= PAGE =

Perhaps seeking some relief from it all, there is a sick comedy to be found in the greater mood board that is his Twitter: the your-mom-on-Facebook positivity memes; the inane dry-erase board brainstorms; the presumably unironic re-posts of New Yorker cartoons captioned with his tweets; the turd-like blobs of neutral-toned clay (“just great energy bro”). But beyond levity, West’s art and design proclivities seem to reveal more about his ideologies than I imagine even he realizes. For West has always been a conductor in not just the musical sense, but the electrical — one through whom currents run, for better and now, for worse.

“Axel Vervoordt the globe,” read one recent tweet, to which a frightening amount of replies suggest that real free thinkers are Team Flat Earth. Vervoordt — a Belgian designer with a comically designer-y name, whom West regularly visits in his 12th century castle called ‘s-Gravenwezel — designed Kanye and Kim’s Hidden Hills mansion. Pale-washed and empty-looking, most people responded affirmatively when West asked “Do this look like the sunken place” over a photo of its void of a hallway.

The day before his return to Twitter, The Hollywood Reporter published an interview between West and Vervoordt, which veered from expected fine art platitudes to outright delusion. The two agreed that keeping up with the news was for basics: “I almost never look at television because I like to have that open mind and feel things not with the influence,” said Vervoordt. “I'm a little bit scared that most news is too negative.” West went on to explain the deranged reasoning behind his “be here now, now be here” philosophy, which includes the rejection of photographs: “[Photography] takes you out of the now and transports you into the past or transports you into the future... People always wanna hear the history of something, which is important, but I think there's too much of an importance put on history.”

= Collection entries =
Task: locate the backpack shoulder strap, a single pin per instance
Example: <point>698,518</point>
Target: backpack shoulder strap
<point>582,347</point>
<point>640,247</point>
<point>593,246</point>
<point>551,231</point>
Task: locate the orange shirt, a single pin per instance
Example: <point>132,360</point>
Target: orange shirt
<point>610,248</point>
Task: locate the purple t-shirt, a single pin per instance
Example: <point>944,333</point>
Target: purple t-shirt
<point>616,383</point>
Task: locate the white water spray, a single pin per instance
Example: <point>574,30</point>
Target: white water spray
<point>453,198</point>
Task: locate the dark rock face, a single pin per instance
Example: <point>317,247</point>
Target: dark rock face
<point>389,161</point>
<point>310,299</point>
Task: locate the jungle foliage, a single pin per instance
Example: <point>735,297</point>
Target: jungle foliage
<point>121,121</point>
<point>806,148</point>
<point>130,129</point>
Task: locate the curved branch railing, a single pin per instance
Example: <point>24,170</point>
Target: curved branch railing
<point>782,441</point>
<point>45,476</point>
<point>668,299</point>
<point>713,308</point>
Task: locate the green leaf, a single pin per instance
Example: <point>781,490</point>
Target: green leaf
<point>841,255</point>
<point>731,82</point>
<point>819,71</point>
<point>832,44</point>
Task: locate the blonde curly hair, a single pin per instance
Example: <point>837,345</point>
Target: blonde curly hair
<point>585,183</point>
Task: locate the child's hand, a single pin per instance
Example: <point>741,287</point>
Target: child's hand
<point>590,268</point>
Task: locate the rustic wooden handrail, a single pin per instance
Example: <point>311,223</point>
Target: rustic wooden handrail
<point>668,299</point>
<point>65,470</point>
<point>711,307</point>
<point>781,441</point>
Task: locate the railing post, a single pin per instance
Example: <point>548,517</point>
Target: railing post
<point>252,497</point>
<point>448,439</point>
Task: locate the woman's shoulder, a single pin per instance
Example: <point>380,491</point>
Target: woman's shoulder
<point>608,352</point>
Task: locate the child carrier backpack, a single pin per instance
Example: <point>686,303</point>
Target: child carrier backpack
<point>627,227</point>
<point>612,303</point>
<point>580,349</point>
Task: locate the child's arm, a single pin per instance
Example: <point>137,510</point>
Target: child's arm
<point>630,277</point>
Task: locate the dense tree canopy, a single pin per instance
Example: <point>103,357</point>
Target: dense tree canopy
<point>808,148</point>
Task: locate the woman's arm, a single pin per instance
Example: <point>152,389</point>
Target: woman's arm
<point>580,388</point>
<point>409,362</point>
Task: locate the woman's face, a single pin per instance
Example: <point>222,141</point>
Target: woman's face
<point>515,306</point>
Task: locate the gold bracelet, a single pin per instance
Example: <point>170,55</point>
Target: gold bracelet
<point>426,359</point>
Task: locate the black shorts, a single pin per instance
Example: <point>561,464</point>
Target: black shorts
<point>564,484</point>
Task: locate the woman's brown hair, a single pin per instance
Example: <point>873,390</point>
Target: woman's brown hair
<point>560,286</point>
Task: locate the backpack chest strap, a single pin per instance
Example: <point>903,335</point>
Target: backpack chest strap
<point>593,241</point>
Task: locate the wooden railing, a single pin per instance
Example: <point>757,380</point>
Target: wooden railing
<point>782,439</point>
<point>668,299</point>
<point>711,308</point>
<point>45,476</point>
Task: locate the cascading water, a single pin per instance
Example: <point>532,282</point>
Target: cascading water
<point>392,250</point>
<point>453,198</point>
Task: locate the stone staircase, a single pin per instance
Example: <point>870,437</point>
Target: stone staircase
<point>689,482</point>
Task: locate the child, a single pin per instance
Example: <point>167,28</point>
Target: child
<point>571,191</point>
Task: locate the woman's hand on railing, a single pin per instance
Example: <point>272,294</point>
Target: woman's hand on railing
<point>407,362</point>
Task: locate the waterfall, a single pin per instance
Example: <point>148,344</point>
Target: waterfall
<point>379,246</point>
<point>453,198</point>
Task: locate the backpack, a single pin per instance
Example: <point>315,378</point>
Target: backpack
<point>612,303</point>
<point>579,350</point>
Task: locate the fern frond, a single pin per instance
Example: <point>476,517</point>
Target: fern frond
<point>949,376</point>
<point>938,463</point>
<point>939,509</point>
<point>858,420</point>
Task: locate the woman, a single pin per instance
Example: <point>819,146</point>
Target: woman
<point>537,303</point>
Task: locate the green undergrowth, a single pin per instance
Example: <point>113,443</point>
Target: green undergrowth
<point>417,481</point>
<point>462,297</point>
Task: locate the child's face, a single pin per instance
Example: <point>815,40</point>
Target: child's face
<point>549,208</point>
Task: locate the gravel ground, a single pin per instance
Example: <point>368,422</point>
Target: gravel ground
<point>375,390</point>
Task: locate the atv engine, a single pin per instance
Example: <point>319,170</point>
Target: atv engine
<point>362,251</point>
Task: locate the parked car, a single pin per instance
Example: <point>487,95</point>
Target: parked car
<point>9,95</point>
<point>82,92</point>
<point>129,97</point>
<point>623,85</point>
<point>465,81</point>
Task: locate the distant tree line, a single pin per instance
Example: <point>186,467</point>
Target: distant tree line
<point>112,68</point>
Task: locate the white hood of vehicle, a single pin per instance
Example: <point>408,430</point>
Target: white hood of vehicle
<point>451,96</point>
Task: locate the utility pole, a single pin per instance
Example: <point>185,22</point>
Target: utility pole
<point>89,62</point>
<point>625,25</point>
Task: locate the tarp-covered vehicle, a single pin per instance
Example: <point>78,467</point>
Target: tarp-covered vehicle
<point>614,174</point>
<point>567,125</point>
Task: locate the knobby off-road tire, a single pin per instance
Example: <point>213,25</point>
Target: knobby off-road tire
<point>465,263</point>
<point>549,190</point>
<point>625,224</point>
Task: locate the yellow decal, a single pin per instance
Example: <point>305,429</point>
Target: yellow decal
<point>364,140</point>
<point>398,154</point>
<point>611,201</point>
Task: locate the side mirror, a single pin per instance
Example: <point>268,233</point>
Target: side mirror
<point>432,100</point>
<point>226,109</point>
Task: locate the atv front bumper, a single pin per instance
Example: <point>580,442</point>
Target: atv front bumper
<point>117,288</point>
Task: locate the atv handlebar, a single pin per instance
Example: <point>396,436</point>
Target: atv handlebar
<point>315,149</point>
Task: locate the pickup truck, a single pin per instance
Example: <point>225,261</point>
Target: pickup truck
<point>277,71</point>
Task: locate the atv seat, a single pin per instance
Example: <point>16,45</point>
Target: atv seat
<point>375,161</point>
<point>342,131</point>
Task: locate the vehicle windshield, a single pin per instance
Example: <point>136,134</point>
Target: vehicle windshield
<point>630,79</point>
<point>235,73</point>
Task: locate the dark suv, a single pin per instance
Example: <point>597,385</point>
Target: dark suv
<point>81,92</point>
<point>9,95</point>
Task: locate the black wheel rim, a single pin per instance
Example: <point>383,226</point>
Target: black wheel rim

= EXERCISES =
1. In the Kanye West piece, who designed Kanye and Kim's Hidden Hills mansion?
2. Quote the Kanye West piece word for word between "Perhaps seeking some" and "now, for worse.", inclusive.

= ANSWER LIST =
1. Axel Vervoordt, a Belgian designer, designed the mansion.

2.
Perhaps seeking some relief from it all, there is a sick comedy to be found in the greater mood board that is his Twitter: the your-mom-on-Facebook positivity memes; the inane dry-erase board brainstorms; the presumably unironic re-posts of New Yorker cartoons captioned with his tweets; the turd-like blobs of neutral-toned clay (“just great energy bro”). But beyond levity, West’s art and design proclivities seem to reveal more about his ideologies than I imagine even he realizes. For West has always been a conductor in not just the musical sense, but the electrical — one through whom currents run, for better and now, for worse.